⟨

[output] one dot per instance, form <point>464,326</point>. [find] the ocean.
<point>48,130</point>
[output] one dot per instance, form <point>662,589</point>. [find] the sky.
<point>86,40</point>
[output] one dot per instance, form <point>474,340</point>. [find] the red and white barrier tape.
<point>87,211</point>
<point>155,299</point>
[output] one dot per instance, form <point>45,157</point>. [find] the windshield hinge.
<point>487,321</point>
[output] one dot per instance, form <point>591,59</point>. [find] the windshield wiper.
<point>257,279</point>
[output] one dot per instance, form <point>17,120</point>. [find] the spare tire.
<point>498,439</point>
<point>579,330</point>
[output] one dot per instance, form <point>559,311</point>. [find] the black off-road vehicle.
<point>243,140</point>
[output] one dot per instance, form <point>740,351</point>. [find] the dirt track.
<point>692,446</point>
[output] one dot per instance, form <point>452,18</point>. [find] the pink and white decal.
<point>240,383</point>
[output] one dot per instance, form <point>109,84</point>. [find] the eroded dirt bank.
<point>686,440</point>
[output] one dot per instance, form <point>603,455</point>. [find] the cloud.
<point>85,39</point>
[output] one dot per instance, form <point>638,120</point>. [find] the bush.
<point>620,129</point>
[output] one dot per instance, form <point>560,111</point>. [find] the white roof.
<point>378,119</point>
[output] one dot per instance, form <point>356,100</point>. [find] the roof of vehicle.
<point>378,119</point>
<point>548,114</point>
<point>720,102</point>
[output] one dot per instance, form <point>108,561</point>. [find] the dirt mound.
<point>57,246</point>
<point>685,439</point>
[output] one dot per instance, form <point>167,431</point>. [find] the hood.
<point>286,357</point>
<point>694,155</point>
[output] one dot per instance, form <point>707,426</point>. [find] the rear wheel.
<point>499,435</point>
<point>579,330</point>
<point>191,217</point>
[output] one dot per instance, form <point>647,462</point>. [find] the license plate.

⟩

Exercise requirements ▸
Your output must contain exactly the lines from the one containing "[output] one dot per instance, form <point>603,455</point>." to the final line of the data above, and no other text.

Finished exercise ▸
[output] one dot per instance, form <point>603,455</point>. [find] the cloud.
<point>85,39</point>
[output] one dot per instance, form <point>638,120</point>. [find] the bush.
<point>620,129</point>
[output] one dot per instance, form <point>560,111</point>. [find] the white roof.
<point>378,119</point>
[output] one dot per instance, form <point>356,100</point>. [find] the roof of vehicle.
<point>378,119</point>
<point>548,114</point>
<point>720,102</point>
[output] one dot per instance, form <point>108,561</point>. [find] the dirt mound.
<point>57,246</point>
<point>685,439</point>
[output] one dot per instance, form <point>167,431</point>. [find] the hood.
<point>286,357</point>
<point>694,155</point>
[output] one dot per instance, form <point>707,426</point>. [find] the rear wheel.
<point>499,435</point>
<point>579,330</point>
<point>191,217</point>
[output] one dot per instance, form <point>647,462</point>. [find] the license plate.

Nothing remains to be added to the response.